*Aim A*.
Answer these questions using the passage below.
(i) In the quoted explanation of Nabuchodonosor, what did he seem to himself like in his foreparts?
(ii) What does the passage say the wolf stands for?
(iii) Where does the kind of wild ass that has no horns live?

Let his heart be changed from man’s and let a beast’s heart be given him. (Da 4,13)

"Do not understand this as a bodily change; Nabuchodonosor suffered an alienation of the mind. He lost the power of speech, and seemed to himself like an ox in his foreparts, and a lion in his hind-quarters."11 The man who burns with anger is alienated in mind and loses the power of right speech. First he shakes his horns like an ox, in threats and blasphemies; then he tears like a lion with his hands and feet.

13. The ‘people expecting’ are hypocrites and vainglorious. For every work they do, they expect the reward of praise, like hirelings. It says in John 10 that

The hireling seeth the wolf coming and leaveth the sheep and flieth. (Jn 10,12)

The wolf is the devil’s temptation, and the sheep are good thoughts. He who works, not for love of justice, but for the reward of vainglory, easily gives way to temptation and, if he had any good intentions, he abandons them. The Psalm says of this ‘expecting’,

All the beasts of the field shall drink; the wild asses shall expect in their thirst. (Ps 103,11)

Note that there are two kinds of wild ass. One lives in Spain and has no horns; the other lives in Greece and has horns. There are two kinds of hypocrite. Some hypocrites seem to have no horns, because when injured they appear meek, when in trouble they are quiet, and they refuse to accept honours. But in all this they act craftily, because in fleeing glory they are really seeking glory. Other hypocrites have horns; at the first verbal injury they put up the horns of pride, and show outwardly what they are like inwardly.

*Aim B*. Convert the dataset records into a Markdown table with the columns Row and Line, starting at the first line of the records and ending at the line that contains "[176, 498, 243, 590]". Number each line in the Row column and leave out blank lines.

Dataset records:
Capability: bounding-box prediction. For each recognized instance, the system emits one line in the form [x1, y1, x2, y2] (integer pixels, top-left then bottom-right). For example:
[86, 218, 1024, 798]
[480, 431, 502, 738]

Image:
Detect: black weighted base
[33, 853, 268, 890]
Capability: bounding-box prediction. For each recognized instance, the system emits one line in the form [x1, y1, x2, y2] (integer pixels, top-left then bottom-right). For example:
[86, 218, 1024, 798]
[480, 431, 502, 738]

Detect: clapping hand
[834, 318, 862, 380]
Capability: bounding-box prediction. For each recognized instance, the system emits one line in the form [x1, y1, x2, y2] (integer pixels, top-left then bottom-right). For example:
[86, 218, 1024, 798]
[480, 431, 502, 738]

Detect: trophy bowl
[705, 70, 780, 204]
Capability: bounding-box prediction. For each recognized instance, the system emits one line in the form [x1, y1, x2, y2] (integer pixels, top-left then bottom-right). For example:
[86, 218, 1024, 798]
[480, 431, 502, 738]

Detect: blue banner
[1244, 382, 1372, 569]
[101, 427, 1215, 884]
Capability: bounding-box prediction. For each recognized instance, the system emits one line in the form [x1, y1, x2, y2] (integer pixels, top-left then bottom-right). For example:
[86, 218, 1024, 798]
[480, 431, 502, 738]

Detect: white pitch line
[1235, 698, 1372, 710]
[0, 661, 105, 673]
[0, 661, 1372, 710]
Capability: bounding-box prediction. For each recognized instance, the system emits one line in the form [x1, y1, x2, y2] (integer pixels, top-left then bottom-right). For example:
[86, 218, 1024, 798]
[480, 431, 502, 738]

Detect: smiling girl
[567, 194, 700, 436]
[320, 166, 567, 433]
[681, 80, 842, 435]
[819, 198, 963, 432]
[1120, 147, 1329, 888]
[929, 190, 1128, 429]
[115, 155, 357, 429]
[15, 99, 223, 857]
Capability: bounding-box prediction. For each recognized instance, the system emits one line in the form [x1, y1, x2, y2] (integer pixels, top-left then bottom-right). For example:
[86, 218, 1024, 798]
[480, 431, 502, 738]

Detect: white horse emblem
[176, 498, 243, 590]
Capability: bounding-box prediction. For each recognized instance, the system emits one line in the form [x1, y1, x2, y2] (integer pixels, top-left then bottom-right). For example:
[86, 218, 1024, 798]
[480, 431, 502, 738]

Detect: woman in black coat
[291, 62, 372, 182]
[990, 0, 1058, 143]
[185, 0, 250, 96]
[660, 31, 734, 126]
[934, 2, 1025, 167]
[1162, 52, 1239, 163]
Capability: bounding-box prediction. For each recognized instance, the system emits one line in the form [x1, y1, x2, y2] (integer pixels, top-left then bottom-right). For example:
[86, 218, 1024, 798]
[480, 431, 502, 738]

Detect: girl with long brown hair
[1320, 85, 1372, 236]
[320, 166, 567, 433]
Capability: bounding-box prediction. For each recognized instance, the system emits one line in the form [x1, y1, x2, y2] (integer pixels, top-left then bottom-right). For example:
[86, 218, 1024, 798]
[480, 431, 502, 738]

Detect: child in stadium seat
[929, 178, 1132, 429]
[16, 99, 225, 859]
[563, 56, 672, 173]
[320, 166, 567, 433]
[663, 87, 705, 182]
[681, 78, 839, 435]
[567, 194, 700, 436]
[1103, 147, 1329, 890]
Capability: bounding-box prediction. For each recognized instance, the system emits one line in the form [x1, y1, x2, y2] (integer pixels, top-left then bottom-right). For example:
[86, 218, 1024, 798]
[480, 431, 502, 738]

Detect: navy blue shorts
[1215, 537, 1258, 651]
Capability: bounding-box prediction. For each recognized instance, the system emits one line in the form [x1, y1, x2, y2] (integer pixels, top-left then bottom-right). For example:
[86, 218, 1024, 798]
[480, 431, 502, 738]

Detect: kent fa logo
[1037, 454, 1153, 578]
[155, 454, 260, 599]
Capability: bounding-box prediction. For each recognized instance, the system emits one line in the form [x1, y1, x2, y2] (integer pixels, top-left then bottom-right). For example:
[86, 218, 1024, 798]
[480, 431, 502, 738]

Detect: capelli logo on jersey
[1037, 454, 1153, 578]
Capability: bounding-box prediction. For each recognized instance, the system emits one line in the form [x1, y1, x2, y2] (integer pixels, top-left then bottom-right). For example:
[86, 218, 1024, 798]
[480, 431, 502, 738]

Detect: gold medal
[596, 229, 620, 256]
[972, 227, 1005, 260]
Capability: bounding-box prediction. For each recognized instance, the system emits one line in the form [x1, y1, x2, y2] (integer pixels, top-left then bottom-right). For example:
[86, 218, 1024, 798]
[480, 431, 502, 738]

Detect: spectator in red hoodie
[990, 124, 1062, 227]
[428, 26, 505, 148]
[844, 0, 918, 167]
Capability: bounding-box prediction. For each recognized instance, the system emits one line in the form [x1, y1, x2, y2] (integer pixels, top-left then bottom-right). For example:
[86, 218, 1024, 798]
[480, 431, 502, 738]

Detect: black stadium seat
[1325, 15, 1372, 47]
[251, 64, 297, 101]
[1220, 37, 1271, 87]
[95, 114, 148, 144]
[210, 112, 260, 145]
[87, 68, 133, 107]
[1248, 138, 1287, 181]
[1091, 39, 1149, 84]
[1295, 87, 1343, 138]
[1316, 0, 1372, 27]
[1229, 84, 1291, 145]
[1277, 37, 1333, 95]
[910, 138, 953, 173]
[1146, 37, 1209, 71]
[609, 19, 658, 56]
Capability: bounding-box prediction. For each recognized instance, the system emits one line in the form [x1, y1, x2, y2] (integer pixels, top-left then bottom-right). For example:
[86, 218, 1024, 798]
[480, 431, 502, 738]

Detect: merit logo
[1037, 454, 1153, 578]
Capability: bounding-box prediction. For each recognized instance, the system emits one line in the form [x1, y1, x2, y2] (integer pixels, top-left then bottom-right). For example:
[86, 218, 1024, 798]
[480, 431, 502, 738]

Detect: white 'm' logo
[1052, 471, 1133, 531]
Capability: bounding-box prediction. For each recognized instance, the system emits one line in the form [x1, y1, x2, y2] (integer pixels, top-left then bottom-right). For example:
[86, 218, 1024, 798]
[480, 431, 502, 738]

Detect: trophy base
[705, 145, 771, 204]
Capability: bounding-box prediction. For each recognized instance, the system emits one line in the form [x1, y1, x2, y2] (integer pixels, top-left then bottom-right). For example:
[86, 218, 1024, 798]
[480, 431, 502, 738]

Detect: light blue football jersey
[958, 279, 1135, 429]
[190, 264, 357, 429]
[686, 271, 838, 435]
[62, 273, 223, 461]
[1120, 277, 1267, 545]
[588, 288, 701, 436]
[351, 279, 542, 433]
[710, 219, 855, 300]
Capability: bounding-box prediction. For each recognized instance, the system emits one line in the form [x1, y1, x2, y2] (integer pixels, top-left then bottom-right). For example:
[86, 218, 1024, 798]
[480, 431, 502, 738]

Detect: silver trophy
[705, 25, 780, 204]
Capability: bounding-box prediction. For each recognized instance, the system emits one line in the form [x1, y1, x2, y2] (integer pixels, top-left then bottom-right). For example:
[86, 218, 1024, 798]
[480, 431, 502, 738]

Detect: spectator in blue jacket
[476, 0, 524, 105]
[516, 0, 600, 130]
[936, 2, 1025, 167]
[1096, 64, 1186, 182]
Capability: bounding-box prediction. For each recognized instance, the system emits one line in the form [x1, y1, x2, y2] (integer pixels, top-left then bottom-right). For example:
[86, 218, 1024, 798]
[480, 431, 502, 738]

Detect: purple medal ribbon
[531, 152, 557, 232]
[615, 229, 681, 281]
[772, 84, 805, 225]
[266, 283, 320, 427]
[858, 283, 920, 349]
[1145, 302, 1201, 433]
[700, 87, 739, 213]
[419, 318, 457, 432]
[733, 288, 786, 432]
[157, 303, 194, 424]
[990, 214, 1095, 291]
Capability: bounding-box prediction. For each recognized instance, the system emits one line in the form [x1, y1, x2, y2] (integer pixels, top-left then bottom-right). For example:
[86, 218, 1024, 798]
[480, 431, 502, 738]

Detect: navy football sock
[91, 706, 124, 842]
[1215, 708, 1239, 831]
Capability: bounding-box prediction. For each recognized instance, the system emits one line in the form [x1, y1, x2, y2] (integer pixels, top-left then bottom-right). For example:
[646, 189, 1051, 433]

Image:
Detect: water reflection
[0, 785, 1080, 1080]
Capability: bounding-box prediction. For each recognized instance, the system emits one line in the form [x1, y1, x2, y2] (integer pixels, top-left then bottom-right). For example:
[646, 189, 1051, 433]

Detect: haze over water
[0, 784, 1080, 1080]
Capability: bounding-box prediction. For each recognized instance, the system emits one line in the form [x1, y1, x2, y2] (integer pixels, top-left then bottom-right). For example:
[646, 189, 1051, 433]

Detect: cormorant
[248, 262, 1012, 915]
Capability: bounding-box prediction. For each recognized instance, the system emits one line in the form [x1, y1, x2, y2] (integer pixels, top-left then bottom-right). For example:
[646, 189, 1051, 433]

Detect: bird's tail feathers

*Full answer A*.
(i) An ox.
(ii) The devil's temptation.
(iii) In Spain.

*Full answer B*.
| Row | Line |
|---|---|
| 1 | Capability: bounding-box prediction. For each recognized instance, the system emits one line in the form [x1, y1, x2, y2] (integer pixels, top-left then bottom-right). For example: |
| 2 | [86, 218, 1024, 798] |
| 3 | [480, 431, 502, 738] |
| 4 | Image: |
| 5 | Detect: black weighted base |
| 6 | [33, 853, 268, 890] |
| 7 | Capability: bounding-box prediction. For each recognized instance, the system emits one line in the form [x1, y1, x2, y2] (integer pixels, top-left then bottom-right). For example: |
| 8 | [86, 218, 1024, 798] |
| 9 | [480, 431, 502, 738] |
| 10 | Detect: clapping hand |
| 11 | [834, 318, 862, 380] |
| 12 | Capability: bounding-box prediction. For each recognized instance, the system emits one line in the form [x1, y1, x2, y2] (integer pixels, top-left then bottom-right). For example: |
| 13 | [86, 218, 1024, 798] |
| 14 | [480, 431, 502, 738] |
| 15 | Detect: trophy bowl |
| 16 | [705, 70, 780, 204] |
| 17 | Capability: bounding-box prediction. For each recognized instance, the system emits one line in the form [x1, y1, x2, y2] (integer pixels, top-left then bottom-right). For example: |
| 18 | [86, 218, 1024, 798] |
| 19 | [480, 431, 502, 738] |
| 20 | Detect: blue banner |
| 21 | [1244, 382, 1372, 569] |
| 22 | [101, 427, 1215, 884] |
| 23 | Capability: bounding-box prediction. For each recognized instance, the system emits one line in the form [x1, y1, x2, y2] (integer pixels, top-left then bottom-right). For example: |
| 24 | [86, 218, 1024, 798] |
| 25 | [480, 431, 502, 738] |
| 26 | Detect: white pitch line |
| 27 | [1235, 698, 1372, 710] |
| 28 | [0, 661, 105, 673] |
| 29 | [0, 661, 1372, 710] |
| 30 | Capability: bounding-box prediction. For each recognized instance, the system emits one line in the form [x1, y1, x2, y2] (integer pixels, top-left then bottom-right). For example: |
| 31 | [86, 218, 1024, 798] |
| 32 | [480, 431, 502, 738] |
| 33 | Detect: smiling girl |
| 34 | [567, 194, 700, 436] |
| 35 | [320, 166, 567, 433] |
| 36 | [681, 80, 842, 435] |
| 37 | [819, 198, 963, 432] |
| 38 | [1120, 147, 1329, 888] |
| 39 | [929, 190, 1128, 429] |
| 40 | [115, 155, 357, 429] |
| 41 | [15, 99, 223, 857] |
| 42 | Capability: bounding-box prediction. For each recognized instance, the system emits one line in the form [x1, y1, x2, y2] (integer pixels, top-left then bottom-right). For example: |
| 43 | [86, 218, 1024, 798] |
| 44 | [480, 431, 502, 738] |
| 45 | Detect: white horse emblem |
| 46 | [176, 498, 243, 590] |